Requirements:
Lay out every line of the records below as a Markdown table with the columns "Row" and "Text", numbering each row and leaving out blank lines.

Extracted data:

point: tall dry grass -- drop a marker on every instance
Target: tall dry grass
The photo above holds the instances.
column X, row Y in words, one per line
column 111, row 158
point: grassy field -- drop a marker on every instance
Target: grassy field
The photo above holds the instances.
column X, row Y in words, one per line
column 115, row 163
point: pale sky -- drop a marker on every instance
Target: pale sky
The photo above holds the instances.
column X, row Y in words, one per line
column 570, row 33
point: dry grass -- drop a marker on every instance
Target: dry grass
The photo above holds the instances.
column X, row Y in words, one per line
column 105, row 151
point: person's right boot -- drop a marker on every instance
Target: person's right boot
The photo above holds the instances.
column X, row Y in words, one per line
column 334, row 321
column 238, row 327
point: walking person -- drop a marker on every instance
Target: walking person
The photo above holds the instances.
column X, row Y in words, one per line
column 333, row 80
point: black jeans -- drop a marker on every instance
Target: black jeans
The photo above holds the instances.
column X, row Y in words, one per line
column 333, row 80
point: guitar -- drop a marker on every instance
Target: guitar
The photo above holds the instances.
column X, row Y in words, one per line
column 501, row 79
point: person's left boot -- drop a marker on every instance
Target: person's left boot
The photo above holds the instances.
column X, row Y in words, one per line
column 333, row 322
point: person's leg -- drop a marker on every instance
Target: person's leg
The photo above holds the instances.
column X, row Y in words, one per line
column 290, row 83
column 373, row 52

The completed task:
| Row | Text |
|---|---|
| 1 | point: tall dry grass -- drop a marker on every instance |
| 2 | Target: tall dry grass |
| 3 | The photo above holds the instances. |
| 4 | column X, row Y in words, one per line |
| 5 | column 111, row 158 |
| 6 | point: grassy field -- drop a marker on every instance |
| 7 | Target: grassy field |
| 8 | The photo above holds the instances. |
| 9 | column X, row Y in words, one per line |
| 10 | column 115, row 163 |
| 11 | point: pale sky -- drop a marker on every instance |
| 12 | Target: pale sky |
| 13 | The photo above holds the instances. |
| 14 | column X, row Y in words, one per line |
| 15 | column 570, row 33 |
| 16 | point: dry grass -- drop a marker on every instance |
| 17 | Target: dry grass |
| 18 | The photo above holds the instances. |
| 19 | column X, row Y in words, one per line |
| 20 | column 105, row 151 |
| 21 | point: person's right boot -- drop a marker on every instance |
| 22 | Target: person's right boot |
| 23 | The photo above holds the instances. |
| 24 | column X, row Y in words, one per line |
| 25 | column 334, row 321 |
| 26 | column 238, row 327 |
| 27 | point: walking person -- drop a marker on every instance |
| 28 | Target: walking person |
| 29 | The photo above holds the instances. |
| 30 | column X, row Y in words, one per line |
| 31 | column 333, row 80 |
| 32 | point: black jeans -- drop a marker on every instance |
| 33 | Target: black jeans |
| 34 | The photo above holds the instances. |
| 35 | column X, row Y in words, one per line |
| 36 | column 333, row 80 |
| 37 | point: guitar -- drop a marker on every instance |
| 38 | Target: guitar |
| 39 | The photo above holds the instances. |
| 40 | column X, row Y in words, one per line |
| 41 | column 501, row 79 |
| 42 | point: person's left boot -- drop a marker on every instance |
| 43 | Target: person's left boot |
| 44 | The photo above holds the instances. |
| 45 | column X, row Y in words, one per line |
| 46 | column 333, row 322 |
| 47 | point: person's leg -- drop a marker on every instance |
| 48 | Target: person's leg |
| 49 | The photo above holds the instances. |
| 50 | column X, row Y in words, one per line |
| 51 | column 290, row 83 |
| 52 | column 373, row 52 |